## Fragmento para leer
La primera vez

Como buen discípulo de Jorge de Burgos, abomino del humor y de la risa. Por eso he querido inaugurar mi participación en este blog con una buena dosis de seriedad, que buena falta le hace. Y para empezar, nada mejor que retrotraerse a los orígenes: la primera vez, historia de alto contenido humano y ejemplarizante.

Todo frikitecario tiene un pasado. Todo frikitecario ha sido, en algún momento de su vida, usuario —y quién esté libre de pescado, que tire el primer anzuelo. Y, en el peor de los casos, cenutrousuario. Curiosamente, el porcentaje de cenutrousuarios entre los bibliotecarios es, paradójicamente, considerablemente elevado. Pero esa es otra historia.

## Datos para revisar
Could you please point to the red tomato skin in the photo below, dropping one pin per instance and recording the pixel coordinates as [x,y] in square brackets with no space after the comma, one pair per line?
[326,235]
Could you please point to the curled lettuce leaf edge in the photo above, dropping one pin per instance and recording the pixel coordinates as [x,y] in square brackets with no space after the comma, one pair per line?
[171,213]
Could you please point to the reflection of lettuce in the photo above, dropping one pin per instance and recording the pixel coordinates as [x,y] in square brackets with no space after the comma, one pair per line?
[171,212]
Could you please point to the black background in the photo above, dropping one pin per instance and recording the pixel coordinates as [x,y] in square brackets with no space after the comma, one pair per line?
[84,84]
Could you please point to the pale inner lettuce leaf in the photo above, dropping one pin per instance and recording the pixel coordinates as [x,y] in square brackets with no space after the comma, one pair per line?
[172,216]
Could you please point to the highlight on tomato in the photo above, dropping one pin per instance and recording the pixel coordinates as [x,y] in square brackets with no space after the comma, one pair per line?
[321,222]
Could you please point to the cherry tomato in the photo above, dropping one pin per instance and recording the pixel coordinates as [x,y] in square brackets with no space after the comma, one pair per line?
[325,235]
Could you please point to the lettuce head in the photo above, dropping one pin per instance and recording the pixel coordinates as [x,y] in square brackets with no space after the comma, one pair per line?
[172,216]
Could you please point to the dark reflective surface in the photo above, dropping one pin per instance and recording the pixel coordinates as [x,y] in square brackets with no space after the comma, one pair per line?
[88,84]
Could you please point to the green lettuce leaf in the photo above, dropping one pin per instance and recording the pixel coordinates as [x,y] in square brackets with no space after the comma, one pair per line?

## Lista de actividades
1. ¿De qué personaje se declara discípulo quien escribe el fragmento?
2. Extrae del fragmento el texto comprendido entre "Como buen discípulo" y "humano y ejemplarizante.", ambos incluidos.
3. Prolonga el fragmento sobre el pasado de los frikitecarios a partir de su última oración.
El listado es un material independiente del fragmento.

## Respuestas
1. De Jorge de Burgos.

2.
Como buen discípulo de Jorge de Burgos, abomino del humor y de la risa. Por eso he querido inaugurar mi participación en este blog con una buena dosis de seriedad, que buena falta le hace. Y para empezar, nada mejor que retrotraerse a los orígenes: la primera vez, historia de alto contenido humano y ejemplarizante.

3.
Para todo hay una primera vez en esta vida, y a veces la primera vez puede ser traumática, tanto si se trata de ir en bicicleta como si se trata de practicar el sexo. La primera vez que montas en una puede ser determinante para tu futuro: o no montas nunca más o acabas hecho un Induráin. Con la práctica del sexo pasa lo mismo; pero no vamos a hablar de sexo, que este es un blog serio y profesional, así que si has llegado hasta aquí de la mano de gúguel, digo del demonio, buscando algo así como "sexo con Jorge" o "sexo de risa", pega la vuelta y véte, que este no es tu lugar.

Corría el año del señor de 1987 (no, gúguel, no se corría ningún señor ese año) y un adolescente que cursaba segundo de BUP tuvo que hacer un trabajito para la asignatura de ética sobre la eugenesia (prometía, el angelito). Ni corto ni perezoso decidió seguir el consejo de su profesora y se dirigió a la Biblioteca Central de su ciudad, magna biblioteca de una institución con solera que años a venir se convertiría en su alma mater.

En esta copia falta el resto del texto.